Instructions to follow
Transcribe the listing verbatim. Do not carry over any pictures.

◆ ◆ ◆ ◆ ◆

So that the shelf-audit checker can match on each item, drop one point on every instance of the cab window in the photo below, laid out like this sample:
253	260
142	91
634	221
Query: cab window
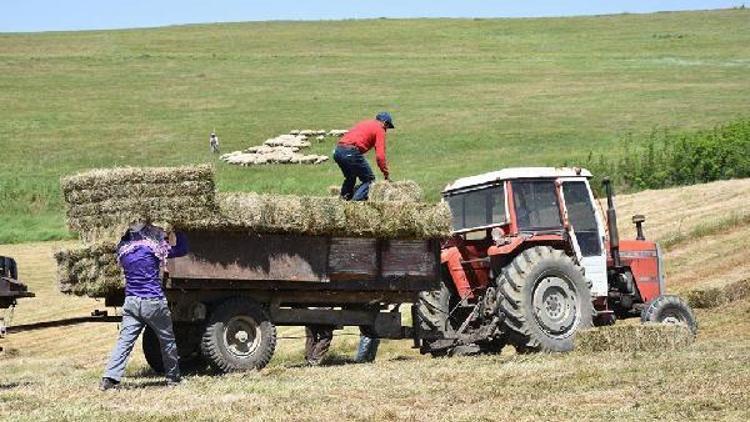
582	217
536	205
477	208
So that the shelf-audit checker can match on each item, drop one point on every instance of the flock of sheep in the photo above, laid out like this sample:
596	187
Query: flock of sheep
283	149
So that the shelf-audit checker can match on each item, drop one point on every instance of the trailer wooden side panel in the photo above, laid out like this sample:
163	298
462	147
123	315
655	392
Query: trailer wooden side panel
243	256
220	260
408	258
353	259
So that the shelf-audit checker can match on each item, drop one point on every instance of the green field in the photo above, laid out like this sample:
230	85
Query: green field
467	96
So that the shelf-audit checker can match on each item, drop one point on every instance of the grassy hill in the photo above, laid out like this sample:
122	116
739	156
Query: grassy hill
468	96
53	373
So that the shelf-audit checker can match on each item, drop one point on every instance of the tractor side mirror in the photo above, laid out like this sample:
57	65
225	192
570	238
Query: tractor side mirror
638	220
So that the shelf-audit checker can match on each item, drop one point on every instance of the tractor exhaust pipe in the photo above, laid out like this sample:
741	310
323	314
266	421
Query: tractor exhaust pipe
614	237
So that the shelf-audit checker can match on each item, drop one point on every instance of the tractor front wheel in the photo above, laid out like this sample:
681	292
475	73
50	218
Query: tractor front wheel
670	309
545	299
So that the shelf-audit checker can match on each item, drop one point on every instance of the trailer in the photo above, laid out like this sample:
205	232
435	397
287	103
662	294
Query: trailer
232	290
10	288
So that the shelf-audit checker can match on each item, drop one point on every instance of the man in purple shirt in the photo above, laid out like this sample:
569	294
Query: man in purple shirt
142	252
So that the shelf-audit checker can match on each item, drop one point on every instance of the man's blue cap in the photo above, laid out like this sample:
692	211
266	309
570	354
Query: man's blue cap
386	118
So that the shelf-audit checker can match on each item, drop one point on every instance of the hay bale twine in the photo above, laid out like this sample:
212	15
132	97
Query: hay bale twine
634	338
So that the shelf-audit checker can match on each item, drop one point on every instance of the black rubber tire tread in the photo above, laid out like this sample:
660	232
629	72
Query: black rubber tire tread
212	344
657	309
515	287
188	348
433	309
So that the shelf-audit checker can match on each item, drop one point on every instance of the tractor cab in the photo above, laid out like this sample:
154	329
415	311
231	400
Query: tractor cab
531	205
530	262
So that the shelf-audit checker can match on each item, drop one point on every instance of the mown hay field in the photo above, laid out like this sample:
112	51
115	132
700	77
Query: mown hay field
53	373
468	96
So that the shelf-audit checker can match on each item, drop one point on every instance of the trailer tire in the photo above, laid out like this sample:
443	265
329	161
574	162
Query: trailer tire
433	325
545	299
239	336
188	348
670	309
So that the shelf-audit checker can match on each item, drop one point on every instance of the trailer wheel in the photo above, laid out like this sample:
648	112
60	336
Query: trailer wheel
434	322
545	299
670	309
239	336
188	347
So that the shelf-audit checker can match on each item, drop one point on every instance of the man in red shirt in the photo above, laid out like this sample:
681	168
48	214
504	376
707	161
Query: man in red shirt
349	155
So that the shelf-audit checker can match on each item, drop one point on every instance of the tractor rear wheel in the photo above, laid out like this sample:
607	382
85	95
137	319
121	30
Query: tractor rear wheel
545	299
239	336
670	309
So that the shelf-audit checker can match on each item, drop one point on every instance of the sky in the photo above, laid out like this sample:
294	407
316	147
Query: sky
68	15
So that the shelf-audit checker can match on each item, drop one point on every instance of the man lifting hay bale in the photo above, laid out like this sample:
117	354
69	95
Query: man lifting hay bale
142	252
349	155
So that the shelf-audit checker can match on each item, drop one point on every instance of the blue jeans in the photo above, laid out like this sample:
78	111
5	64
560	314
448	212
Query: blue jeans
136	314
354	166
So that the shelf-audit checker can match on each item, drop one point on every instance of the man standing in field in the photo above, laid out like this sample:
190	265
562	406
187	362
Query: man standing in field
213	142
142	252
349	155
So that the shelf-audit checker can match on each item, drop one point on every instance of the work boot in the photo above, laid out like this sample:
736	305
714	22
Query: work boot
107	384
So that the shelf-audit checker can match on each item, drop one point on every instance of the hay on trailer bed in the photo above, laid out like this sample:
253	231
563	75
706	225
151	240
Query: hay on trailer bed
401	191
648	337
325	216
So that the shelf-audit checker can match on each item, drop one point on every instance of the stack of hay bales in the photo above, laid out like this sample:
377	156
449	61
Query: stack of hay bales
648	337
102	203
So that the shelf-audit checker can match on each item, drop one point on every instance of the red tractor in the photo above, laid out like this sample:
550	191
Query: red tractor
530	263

◆ ◆ ◆ ◆ ◆

Complete answer
So that the shelf-audit checker can match on each item, drop one point on every instance of the cab window in the photo below, laid out like this sample:
253	260
142	91
634	221
Query: cab window
582	217
536	205
477	208
So that the shelf-audit checker can match on each item, drop one point on every instance of the flock of sheep in the photo above, laid out like this sample:
596	187
Query: flock of sheep
283	149
So that the shelf-audit checker can match on each item, drop one point on every instance of the trailer wooden side panel in the photo above, laid out like this sample:
163	298
462	147
123	315
655	392
Query: trailer wooden side panel
243	256
220	260
408	258
353	259
So that the shelf-audit checker can match on each item, drop one point on every instance of the green field in the photo above, laid out like this sample:
230	85
Query: green field
467	96
So that the shelf-audit checker can match on each item, drop one point on every instance of the grassy hill in the photo above, laid out like this sample:
122	116
739	156
Query: grassy hill
468	96
53	373
So that the shelf-audit checker can match on each item, drop one point on every instance of the tractor side mirror in the photo above, laid out like this sample:
57	65
225	192
570	238
Query: tractor side mirror
638	220
So that the shelf-audit checker can match on each item, drop one point on every instance of the tractor exhaust pipe in the photo above, laid out like this sample:
741	310
323	314
266	421
Query: tractor exhaust pipe
614	237
So that the shelf-audit checker can match on each item, drop one point on every instance of the tractor front wheel in the photo above, laid out like this sample:
681	292
475	73
50	218
Query: tractor front wheel
670	309
545	299
So that the shelf-audit checker can match on each item, drop one point on every instance of the trailer in the photo above, laid out like this sample:
205	232
435	397
287	103
662	294
Query: trailer
232	290
10	288
So that the shelf-audit checker can match on each item, drop one point on every instance of the man in purple shirt in the photo above, laid out like this sample:
569	294
Query: man in purple shirt
142	252
So that the shelf-audit checker can match on each item, drop one point on every instance of the man's blue cap in the photo above, laid out like this sample:
692	211
266	309
570	354
Query: man's blue cap
386	118
So that the shelf-audit checker can match on each item, drop one point on every instance of the hay bale twine in the photo above, laid out like this sample:
212	15
132	97
Query: hay bale twine
634	338
So that the shelf-audit checker can match on each item, drop one point on every instance of the black rubber tire tread in the photo above, laid out like this sample:
660	232
629	72
Query: black rubber tire tread
212	344
657	309
515	287
188	348
433	309
So that the shelf-audit checker can match on each item, drop one point on every instance of the tractor cab in the photo above, laid out like this sample:
154	329
415	311
231	400
Query: tractor cab
531	205
530	262
So that the shelf-audit checker can match on each item, drop one point on every instance of the mown hay field in the photo above, laid out like this sample:
112	51
115	132
700	77
Query: mown hay field
53	373
468	96
So that the shelf-audit checker can match on each item, drop one point on every instance of the trailer tire in the photo above, laid out like this sample:
443	265
329	161
574	162
Query: trailer tire
433	325
545	299
239	336
188	348
670	309
So that the shelf-audit checker can match on each item, drop one point on every instance of the trailer wheel in the photo above, laid out like this sample:
648	112
60	336
Query: trailer wheel
434	322
545	299
670	309
239	336
188	347
So that the shelf-audit checker can match on each item, drop one point on every instance of the man in red shirt in the photo above, laid out like this sample:
681	168
48	214
504	376
707	161
Query: man in red shirt
349	155
So that the shelf-audit checker can match on each item, drop one point on every instance of the tractor rear wheel in the photo above, laid out like this sample:
607	382
85	95
137	319
121	30
Query: tractor rear wheel
545	299
239	336
670	309
So that the shelf-audit checker can match on each item, drop one point on every instance of the sky in the photo above, laid out like this sample:
294	407
316	147
Query: sky
68	15
So that the shelf-audit checker can match on each item, drop one point on every instance of the man lifting hay bale in the photo above, laid out like this sample:
117	354
69	95
Query: man lifting hay bale
142	252
349	155
So that the shelf-audit checker can match on each item, drop one point on every instance of the blue jeans in the photo above, laid out like this sample:
78	111
5	64
560	314
448	212
Query: blue jeans
136	314
354	166
So that the shelf-audit checker can match on each item, drop one point on every instance of the man standing in field in the photo above, laid out like this sample:
190	265
562	406
187	362
Query: man standing in field
213	142
142	252
349	155
So that the shelf-audit checker can match on each item, drop one point on every instance of the work boot in the photo above, laid out like this sample:
736	305
714	22
Query: work boot
107	384
So that the shelf-audit checker can match on each item, drop one point on every instance of the hay on trailer bed in the photo above, laid out like this sample:
253	231
563	75
706	225
151	240
Query: hay on trailer bed
401	191
648	337
325	216
So that the shelf-audit checker can match on each item, drop one point on every instance of the stack of hay bales in the photo above, laid out like this sample:
377	156
449	61
Query: stack of hay bales
648	337
102	203
So that the shelf-audit checker can match on each item, drop one point on every instance of the red tractor in the photo above, laid out like this sample:
550	191
Query: red tractor
530	263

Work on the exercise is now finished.